Set problem 1 -> Rewrite the notebook excerpt on NFT collections from "### This projection" through "MCSimulation(sum_df, num_simulation=100, num_trading_days=30)", inclusive, switching "basket" to "portfolio".

Page excerpt ->
I create a new object of the sum_df with the new columns applied to it. 
I want to leave sum_df the way it is because I will use it for the Monte Carlo simulation later.
"""

In [None]:
collection_df = sum_df.copy()
collection_df.columns = new_cols

In [None]:
collection_df.head()

The following is the rolling 30 days standard deviation for each of the collections average price normalized by the average price.

In [None]:
rolling_30_std = collection_df[["bape_avg_price", "clonex_avg_price", "punks_avg_price", "neotokyo_avg_price", "doodles_avg_price", "mfers_avg_price"]].rolling(window=30).std() / collection_df[["bape_avg_price", "clonex_avg_price", "punks_avg_price", "neotokyo_avg_price", "doodles_avg_price", "mfers_avg_price"]] 
rolling_30_std.describe()

We see that the doodles and mfers have the highest normalized standard deviations and clonex has the lowest. If we were evaluating a loan based solely on std we would apply the greatest collateral discount factor to mfers and doodles 

# A Monte Carlo Projection for our selected collections

### This projection takes the previous 90 days of data and predicts the next 30 days of returns if we held a basket of these NFTs

In [None]:
from MCForecastTools import MCSimulation

In [None]:
# simulation set to iterate 100 times over the next 30 trading days
# we leave the default weights which will be 1/6 per collection

# in the MCForecastTools.py file the 'close' column was changed to 'avg_price' to fit our data
sim = MCSimulation(sum_df, num_simulation=100, num_trading_days=30)

In [None]:
sim.portfolio_data.head()

In [None]:
display(f"bape: {sim.portfolio_data['bape']['daily_return'].mean()}")
display(f"punks: {sim.portfolio_data['punks']['daily_return'].mean()}")
display(f"clonex: {sim.portfolio_data['clonex']['daily_return'].mean()}")
display(f"doodles: {sim.portfolio_data['doodles']['daily_return'].mean()}")
display(f"neotokyo: {sim.portfolio_data['neotokyo']['daily_return'].mean()}")
display(f"mfers: {sim.portfolio_data['mfers']['daily_return'].mean()}")

We see that these collections have all performed strongly over the last ninety days, each with a positive average daily return

In [None]:
cum_return = sim.calc_cumulative_return()

In [None]:
cum_return.hvplot()

In [None]:
cum_return

In [None]:
cum_return.to_csv('mc_cum_return.csv')

In [None]:
pd.read_csv('mc_cum_return.csv')

In [None]:
cum_return.describe()

In [None]:
cum_return.mean().mean()

Based on the forecasted returns for this basket of NFTs it would be a good selection candidate for collateralization

# Beta Analysis For NFT versus Basket

* What we want to do here is find the relative risk for each asset in the basket versus the basket as a whole.

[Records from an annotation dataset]
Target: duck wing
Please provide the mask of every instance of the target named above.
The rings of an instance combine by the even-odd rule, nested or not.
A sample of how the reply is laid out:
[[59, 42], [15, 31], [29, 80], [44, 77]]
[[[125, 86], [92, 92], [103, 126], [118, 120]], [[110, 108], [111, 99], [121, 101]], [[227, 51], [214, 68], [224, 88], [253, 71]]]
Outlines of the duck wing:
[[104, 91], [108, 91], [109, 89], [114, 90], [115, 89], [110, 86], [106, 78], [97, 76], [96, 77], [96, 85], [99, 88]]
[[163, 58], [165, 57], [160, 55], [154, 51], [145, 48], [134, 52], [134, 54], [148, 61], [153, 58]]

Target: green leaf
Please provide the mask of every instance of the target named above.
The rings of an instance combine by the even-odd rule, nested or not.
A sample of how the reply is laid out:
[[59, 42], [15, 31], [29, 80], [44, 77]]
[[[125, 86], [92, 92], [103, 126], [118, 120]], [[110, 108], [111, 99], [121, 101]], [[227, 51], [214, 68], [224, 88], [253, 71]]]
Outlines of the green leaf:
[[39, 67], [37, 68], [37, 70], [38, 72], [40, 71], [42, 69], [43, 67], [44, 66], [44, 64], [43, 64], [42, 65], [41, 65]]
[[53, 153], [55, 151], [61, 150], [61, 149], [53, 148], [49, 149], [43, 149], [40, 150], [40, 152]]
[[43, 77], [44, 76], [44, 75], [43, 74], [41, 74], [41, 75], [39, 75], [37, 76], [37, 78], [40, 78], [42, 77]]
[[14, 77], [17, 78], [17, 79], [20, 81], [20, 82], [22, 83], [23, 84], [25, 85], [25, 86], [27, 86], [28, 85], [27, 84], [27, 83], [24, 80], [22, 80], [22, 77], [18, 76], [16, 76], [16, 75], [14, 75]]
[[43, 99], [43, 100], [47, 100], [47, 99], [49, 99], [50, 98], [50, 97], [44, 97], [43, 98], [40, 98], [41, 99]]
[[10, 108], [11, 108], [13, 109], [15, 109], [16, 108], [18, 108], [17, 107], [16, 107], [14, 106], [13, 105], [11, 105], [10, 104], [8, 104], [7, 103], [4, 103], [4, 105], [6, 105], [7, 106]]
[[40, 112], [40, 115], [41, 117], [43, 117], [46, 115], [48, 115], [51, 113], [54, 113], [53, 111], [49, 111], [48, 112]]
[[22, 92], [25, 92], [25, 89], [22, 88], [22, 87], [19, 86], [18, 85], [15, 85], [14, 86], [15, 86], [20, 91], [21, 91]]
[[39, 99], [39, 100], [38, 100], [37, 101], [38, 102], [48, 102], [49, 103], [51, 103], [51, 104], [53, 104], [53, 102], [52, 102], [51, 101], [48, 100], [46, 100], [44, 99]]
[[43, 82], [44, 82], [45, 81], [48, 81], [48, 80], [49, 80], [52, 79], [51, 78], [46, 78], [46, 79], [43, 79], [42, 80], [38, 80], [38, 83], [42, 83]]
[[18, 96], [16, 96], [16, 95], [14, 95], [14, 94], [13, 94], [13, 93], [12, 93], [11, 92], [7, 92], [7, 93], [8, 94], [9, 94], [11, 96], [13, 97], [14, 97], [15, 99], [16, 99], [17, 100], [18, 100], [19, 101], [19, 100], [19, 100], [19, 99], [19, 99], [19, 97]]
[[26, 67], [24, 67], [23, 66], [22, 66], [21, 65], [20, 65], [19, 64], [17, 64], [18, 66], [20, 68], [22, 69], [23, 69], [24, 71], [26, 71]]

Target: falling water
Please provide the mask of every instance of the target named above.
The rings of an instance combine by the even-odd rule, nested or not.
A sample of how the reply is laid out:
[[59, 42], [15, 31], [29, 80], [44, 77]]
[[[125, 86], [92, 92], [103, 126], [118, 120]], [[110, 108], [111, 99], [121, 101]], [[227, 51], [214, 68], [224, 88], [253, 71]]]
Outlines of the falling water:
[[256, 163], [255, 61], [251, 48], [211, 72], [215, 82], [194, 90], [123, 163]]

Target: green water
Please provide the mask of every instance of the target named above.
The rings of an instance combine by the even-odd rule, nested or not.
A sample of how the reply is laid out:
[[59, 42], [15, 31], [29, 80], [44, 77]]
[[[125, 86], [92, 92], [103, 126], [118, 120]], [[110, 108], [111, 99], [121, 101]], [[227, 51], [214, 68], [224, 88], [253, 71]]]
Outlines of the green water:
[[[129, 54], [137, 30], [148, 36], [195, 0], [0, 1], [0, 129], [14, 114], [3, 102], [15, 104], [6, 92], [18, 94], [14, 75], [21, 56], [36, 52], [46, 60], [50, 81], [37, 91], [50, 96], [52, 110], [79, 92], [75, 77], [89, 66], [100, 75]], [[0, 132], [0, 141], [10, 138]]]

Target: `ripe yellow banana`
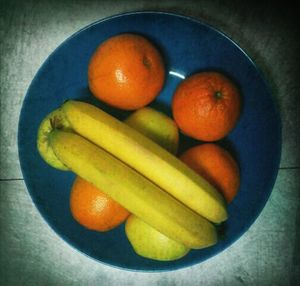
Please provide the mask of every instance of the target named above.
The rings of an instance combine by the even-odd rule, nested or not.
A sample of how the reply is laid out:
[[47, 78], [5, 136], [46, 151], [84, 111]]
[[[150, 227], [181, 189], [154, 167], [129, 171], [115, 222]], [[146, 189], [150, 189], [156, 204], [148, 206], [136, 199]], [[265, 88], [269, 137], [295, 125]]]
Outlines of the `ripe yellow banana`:
[[215, 227], [144, 176], [80, 135], [55, 130], [50, 146], [61, 162], [131, 213], [187, 247], [217, 242]]
[[107, 150], [198, 214], [215, 223], [227, 219], [222, 195], [146, 136], [87, 103], [70, 100], [61, 110], [78, 134]]

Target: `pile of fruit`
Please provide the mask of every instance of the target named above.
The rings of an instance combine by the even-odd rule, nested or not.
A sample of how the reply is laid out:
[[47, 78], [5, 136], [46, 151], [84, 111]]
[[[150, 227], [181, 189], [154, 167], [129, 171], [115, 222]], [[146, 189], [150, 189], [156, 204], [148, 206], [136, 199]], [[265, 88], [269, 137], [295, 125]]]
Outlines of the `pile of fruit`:
[[[147, 105], [166, 78], [159, 50], [146, 38], [121, 34], [99, 45], [88, 83], [100, 101], [131, 110], [120, 121], [88, 103], [69, 100], [41, 122], [37, 148], [52, 167], [74, 172], [74, 219], [93, 231], [125, 222], [134, 251], [170, 261], [217, 243], [216, 225], [239, 189], [239, 167], [215, 141], [240, 114], [235, 84], [218, 72], [181, 81], [173, 118]], [[178, 156], [179, 132], [199, 144]]]

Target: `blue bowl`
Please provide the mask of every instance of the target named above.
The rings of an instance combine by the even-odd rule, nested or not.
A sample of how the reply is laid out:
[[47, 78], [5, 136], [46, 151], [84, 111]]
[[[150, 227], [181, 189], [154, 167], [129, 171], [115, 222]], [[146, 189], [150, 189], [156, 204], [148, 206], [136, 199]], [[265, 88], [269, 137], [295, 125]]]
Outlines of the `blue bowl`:
[[[48, 166], [36, 149], [41, 120], [67, 99], [91, 102], [123, 119], [129, 113], [103, 105], [87, 83], [89, 59], [105, 39], [124, 32], [138, 33], [162, 52], [168, 72], [165, 86], [151, 104], [171, 115], [172, 94], [186, 76], [202, 70], [221, 71], [239, 86], [243, 109], [235, 129], [222, 141], [239, 163], [241, 186], [229, 205], [229, 219], [219, 230], [217, 245], [192, 250], [177, 261], [159, 262], [136, 255], [124, 225], [99, 233], [80, 226], [71, 216], [71, 172]], [[136, 12], [96, 22], [63, 42], [45, 61], [25, 97], [18, 133], [19, 157], [30, 196], [47, 223], [70, 245], [108, 265], [140, 271], [174, 270], [200, 263], [226, 249], [253, 224], [275, 182], [281, 153], [280, 117], [258, 68], [231, 39], [215, 28], [180, 15]], [[180, 150], [199, 144], [181, 135]]]

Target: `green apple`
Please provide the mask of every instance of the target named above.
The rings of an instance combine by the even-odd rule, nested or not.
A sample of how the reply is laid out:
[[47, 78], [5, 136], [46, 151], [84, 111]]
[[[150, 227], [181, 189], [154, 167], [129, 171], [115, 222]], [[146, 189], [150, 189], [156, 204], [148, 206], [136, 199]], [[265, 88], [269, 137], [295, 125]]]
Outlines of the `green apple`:
[[145, 258], [172, 261], [189, 252], [185, 245], [168, 238], [135, 215], [126, 220], [125, 232], [134, 251]]
[[144, 107], [132, 113], [125, 122], [169, 152], [177, 153], [178, 127], [166, 114], [151, 107]]
[[60, 108], [49, 113], [41, 122], [37, 133], [37, 149], [46, 163], [65, 171], [68, 170], [67, 166], [56, 157], [49, 144], [49, 134], [53, 129], [72, 130]]

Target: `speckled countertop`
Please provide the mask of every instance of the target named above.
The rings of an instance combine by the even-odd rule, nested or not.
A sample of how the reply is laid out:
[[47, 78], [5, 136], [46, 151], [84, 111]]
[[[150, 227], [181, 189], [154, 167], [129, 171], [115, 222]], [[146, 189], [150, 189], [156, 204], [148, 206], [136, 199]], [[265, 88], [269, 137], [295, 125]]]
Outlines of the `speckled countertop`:
[[[293, 7], [263, 2], [0, 1], [0, 285], [299, 285], [299, 38]], [[20, 108], [46, 57], [82, 27], [137, 10], [192, 16], [230, 36], [265, 74], [282, 118], [280, 169], [256, 222], [219, 255], [172, 272], [119, 270], [70, 247], [33, 205], [18, 160]]]

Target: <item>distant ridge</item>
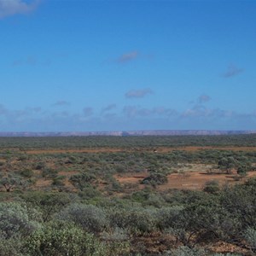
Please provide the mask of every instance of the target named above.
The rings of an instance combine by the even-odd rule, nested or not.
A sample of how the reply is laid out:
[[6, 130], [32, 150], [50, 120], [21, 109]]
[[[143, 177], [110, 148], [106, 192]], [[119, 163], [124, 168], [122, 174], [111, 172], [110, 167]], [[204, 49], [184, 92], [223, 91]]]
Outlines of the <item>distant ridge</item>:
[[0, 132], [0, 137], [72, 137], [72, 136], [186, 136], [186, 135], [236, 135], [253, 134], [250, 131], [209, 131], [209, 130], [149, 130], [119, 131], [70, 131], [70, 132]]

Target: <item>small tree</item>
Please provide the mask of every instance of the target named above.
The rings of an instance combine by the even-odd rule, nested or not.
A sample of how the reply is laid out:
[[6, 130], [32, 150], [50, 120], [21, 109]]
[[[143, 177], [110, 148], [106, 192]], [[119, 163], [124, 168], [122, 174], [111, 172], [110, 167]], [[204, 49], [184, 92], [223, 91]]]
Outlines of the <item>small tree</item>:
[[22, 187], [25, 185], [25, 181], [20, 175], [8, 173], [7, 175], [0, 176], [0, 185], [4, 187], [6, 192], [10, 192], [15, 188]]

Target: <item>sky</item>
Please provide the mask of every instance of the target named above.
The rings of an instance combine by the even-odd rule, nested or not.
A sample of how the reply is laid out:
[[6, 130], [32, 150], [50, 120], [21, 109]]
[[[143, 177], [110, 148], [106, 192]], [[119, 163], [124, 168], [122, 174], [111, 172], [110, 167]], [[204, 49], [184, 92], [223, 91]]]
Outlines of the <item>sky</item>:
[[256, 1], [0, 0], [0, 131], [256, 130]]

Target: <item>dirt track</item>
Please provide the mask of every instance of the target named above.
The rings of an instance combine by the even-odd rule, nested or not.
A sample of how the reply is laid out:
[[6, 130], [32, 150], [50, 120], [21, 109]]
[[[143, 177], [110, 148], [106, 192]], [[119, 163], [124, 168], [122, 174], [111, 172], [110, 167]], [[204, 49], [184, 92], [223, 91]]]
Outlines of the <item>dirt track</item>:
[[[231, 150], [231, 151], [256, 151], [256, 147], [157, 147], [156, 153], [167, 153], [174, 150], [184, 150], [184, 151], [198, 151], [198, 150]], [[27, 149], [25, 150], [26, 154], [61, 154], [61, 153], [115, 153], [115, 152], [154, 152], [151, 148], [49, 148], [49, 149]]]

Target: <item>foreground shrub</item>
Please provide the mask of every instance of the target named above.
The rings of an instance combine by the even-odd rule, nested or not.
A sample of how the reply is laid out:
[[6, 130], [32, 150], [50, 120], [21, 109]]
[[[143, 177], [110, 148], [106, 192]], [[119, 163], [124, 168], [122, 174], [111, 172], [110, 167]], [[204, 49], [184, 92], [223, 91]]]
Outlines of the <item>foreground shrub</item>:
[[61, 212], [56, 218], [73, 221], [86, 231], [95, 234], [108, 226], [104, 211], [92, 205], [72, 204]]
[[251, 250], [256, 253], [256, 230], [253, 228], [247, 228], [244, 234], [244, 237]]
[[30, 256], [113, 256], [128, 255], [129, 244], [101, 241], [73, 223], [48, 223], [27, 240], [24, 254]]
[[29, 236], [40, 227], [41, 215], [17, 202], [0, 203], [0, 238], [10, 239]]
[[50, 222], [27, 240], [26, 253], [32, 256], [105, 255], [104, 247], [92, 235], [67, 222]]

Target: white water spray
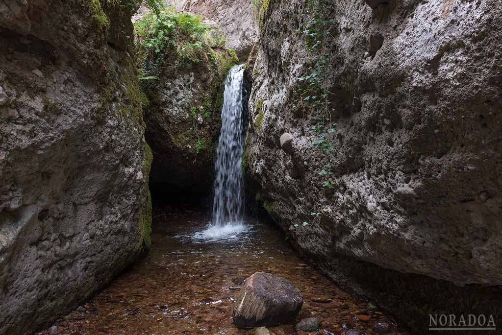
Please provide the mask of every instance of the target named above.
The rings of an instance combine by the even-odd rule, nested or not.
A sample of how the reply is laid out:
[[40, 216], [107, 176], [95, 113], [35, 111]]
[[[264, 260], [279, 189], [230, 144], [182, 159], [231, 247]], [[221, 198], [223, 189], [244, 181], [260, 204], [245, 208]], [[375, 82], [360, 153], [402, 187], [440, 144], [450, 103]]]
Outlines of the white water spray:
[[234, 238], [247, 229], [243, 220], [243, 74], [242, 65], [234, 66], [225, 82], [221, 131], [215, 163], [216, 176], [211, 223], [205, 230], [194, 236], [196, 239]]

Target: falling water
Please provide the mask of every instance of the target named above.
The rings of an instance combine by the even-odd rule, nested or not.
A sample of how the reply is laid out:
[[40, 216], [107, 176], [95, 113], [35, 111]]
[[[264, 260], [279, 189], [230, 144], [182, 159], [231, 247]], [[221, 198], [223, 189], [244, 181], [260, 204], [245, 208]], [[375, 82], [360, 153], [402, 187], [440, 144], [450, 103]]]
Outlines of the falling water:
[[196, 234], [196, 238], [228, 238], [246, 230], [242, 214], [243, 74], [242, 65], [234, 66], [225, 82], [221, 131], [215, 164], [216, 176], [211, 223], [205, 230]]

Set problem 2 -> Count the lines of the listing that contain the string "bowl", and give only the number.

Right answer 1 ->
### This projection takes the previous 90 days of data and predicts the next 30 days of returns if we held a portfolio of these NFTs

In [None]:
from MCForecastTools import MCSimulation

In [None]:
# simulation set to iterate 100 times over the next 30 trading days
# we leave the default weights which will be 1/6 per collection

# in the MCForecastTools.py file the 'close' column was changed to 'avg_price' to fit our data
sim = MCSimulation(sum_df, num_simulation=100, num_trading_days=30)

Right answer 2 -> 2